§ WHAT IS NEEDED: Arrange the material from its first line through the line containing "point(418, 38)" as a Markdown table with the columns Row and Line. Number each row and skip any blank lines.

[Saved data entries]

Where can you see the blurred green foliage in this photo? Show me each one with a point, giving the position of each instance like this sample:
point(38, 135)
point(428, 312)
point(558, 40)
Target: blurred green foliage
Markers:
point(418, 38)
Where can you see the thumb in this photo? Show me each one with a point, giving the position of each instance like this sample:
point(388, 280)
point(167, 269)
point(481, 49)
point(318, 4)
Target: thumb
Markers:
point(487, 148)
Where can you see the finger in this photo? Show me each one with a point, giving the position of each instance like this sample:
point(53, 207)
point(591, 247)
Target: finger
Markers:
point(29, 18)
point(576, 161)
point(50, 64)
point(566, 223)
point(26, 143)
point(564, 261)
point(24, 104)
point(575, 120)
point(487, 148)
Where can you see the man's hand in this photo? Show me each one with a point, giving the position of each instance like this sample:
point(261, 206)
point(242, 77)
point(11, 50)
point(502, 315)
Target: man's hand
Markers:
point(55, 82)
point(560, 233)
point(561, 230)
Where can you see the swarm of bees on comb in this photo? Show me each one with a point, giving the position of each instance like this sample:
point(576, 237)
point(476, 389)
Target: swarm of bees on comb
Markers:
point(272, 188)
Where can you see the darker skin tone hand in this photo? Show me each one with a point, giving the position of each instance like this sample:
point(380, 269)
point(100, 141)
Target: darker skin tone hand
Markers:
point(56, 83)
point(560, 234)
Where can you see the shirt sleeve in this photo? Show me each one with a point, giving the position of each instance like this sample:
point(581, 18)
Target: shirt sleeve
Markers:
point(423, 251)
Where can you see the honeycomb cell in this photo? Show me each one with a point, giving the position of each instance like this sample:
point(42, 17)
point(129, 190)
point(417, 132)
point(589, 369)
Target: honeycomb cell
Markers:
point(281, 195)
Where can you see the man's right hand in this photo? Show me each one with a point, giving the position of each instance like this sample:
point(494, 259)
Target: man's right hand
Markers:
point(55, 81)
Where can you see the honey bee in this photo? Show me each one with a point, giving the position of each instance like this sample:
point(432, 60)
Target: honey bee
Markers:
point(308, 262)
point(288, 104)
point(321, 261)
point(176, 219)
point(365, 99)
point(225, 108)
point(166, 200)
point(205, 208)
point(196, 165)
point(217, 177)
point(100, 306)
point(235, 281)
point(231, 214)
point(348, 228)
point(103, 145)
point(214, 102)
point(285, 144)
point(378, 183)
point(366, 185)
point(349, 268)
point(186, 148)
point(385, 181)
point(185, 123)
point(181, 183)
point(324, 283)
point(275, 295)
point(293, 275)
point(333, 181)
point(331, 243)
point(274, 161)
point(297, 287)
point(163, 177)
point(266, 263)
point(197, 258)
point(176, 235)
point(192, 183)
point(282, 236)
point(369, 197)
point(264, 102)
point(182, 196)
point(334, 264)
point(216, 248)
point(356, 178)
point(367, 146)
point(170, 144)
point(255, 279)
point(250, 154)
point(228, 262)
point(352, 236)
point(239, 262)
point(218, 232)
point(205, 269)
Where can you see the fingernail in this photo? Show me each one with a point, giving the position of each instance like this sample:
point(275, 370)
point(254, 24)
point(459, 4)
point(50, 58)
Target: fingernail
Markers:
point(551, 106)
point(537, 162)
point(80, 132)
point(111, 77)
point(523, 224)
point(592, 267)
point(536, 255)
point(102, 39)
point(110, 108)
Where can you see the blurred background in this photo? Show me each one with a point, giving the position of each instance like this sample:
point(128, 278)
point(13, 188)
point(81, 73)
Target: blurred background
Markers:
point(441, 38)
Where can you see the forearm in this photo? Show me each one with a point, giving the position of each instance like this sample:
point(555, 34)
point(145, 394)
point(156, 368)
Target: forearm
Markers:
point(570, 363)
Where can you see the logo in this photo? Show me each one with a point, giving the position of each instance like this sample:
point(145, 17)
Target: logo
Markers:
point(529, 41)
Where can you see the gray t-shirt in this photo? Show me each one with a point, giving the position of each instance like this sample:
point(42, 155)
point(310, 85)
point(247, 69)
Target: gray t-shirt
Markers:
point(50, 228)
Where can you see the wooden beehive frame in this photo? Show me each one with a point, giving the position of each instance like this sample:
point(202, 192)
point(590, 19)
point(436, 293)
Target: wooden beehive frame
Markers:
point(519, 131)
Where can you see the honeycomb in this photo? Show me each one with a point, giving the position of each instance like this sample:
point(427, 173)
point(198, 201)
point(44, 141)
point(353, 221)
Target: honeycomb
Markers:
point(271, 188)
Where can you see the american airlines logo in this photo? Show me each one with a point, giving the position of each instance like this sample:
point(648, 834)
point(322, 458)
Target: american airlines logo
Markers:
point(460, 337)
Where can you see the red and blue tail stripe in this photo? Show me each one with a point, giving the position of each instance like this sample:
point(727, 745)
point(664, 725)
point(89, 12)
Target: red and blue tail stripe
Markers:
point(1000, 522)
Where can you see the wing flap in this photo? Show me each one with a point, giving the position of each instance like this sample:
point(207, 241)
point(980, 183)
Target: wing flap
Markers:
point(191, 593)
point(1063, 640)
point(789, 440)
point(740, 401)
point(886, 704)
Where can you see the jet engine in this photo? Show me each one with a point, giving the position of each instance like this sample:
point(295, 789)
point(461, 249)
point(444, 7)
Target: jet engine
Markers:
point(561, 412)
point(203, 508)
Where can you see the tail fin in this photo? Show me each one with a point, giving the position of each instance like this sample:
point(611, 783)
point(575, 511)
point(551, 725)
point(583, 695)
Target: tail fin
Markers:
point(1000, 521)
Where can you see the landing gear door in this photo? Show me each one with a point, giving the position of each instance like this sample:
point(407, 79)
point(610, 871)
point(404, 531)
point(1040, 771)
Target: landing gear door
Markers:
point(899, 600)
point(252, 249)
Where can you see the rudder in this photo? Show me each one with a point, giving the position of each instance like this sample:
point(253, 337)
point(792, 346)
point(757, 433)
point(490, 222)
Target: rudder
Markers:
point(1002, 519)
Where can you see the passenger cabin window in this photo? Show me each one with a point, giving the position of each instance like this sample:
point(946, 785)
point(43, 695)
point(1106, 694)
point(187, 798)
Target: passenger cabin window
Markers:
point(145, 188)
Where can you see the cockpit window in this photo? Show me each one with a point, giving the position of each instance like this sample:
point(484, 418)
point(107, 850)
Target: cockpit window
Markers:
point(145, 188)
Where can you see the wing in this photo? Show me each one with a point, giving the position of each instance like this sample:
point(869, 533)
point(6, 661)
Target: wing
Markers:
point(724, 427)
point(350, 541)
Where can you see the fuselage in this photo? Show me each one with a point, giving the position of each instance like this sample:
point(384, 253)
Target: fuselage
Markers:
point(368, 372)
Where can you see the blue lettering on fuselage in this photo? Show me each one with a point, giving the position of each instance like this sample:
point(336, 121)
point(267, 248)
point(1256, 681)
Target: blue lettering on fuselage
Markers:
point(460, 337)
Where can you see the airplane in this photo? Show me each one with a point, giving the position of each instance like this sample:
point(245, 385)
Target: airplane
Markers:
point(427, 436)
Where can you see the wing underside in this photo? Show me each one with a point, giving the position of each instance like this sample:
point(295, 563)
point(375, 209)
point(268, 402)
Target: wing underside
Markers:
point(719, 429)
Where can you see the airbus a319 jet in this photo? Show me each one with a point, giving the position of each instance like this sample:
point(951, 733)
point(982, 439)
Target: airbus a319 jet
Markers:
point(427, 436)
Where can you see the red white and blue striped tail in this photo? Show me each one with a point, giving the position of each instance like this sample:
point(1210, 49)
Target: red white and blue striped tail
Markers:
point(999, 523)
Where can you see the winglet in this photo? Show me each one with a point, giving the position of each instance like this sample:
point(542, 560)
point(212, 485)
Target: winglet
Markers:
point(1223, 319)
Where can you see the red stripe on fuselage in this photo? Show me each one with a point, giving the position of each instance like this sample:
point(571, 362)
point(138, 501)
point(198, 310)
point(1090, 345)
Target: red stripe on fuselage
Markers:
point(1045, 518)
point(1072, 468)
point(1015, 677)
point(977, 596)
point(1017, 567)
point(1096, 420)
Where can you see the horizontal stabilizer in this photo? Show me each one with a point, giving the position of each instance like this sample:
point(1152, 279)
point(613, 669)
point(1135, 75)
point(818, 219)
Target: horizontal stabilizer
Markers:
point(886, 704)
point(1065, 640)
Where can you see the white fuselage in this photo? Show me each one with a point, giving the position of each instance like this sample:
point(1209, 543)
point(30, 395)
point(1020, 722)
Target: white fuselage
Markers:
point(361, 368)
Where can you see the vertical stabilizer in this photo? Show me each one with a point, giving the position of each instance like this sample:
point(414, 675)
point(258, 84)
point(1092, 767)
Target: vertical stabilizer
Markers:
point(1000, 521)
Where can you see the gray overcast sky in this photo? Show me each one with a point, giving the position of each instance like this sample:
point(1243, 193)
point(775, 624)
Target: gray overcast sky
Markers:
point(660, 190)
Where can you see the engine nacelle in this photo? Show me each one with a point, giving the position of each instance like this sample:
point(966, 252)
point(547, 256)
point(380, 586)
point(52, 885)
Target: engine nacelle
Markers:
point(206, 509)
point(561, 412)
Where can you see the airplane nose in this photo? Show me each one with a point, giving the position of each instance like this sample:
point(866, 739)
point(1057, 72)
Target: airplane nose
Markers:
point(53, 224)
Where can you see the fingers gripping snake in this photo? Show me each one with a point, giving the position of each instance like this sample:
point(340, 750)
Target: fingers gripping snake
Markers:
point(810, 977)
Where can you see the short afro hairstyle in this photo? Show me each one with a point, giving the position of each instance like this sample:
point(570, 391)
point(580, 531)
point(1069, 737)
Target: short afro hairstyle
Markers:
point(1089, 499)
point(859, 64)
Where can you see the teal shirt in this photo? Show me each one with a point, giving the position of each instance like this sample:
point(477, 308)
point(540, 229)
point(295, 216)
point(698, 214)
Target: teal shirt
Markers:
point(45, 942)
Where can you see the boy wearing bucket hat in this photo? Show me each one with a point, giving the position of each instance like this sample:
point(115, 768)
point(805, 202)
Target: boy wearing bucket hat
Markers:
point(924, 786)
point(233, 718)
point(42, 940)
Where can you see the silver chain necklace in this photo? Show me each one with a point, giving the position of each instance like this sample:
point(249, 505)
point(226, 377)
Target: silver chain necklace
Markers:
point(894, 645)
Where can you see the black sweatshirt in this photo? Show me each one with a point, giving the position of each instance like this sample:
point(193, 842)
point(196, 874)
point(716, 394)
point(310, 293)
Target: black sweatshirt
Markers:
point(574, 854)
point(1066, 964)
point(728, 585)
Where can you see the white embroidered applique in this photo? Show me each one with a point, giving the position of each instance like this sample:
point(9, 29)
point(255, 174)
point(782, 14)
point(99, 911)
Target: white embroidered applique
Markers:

§ WRITTEN ANSWER:
| Row | Line |
|---|---|
| 1 | Where can you see the blurred green foliage in this photo? Show me each one with a point, giving the position of each instance like this sample: |
| 2 | point(38, 135) |
| 3 | point(428, 312) |
| 4 | point(558, 40) |
| 5 | Target: blurred green foliage |
| 6 | Markers: |
| 7 | point(418, 38) |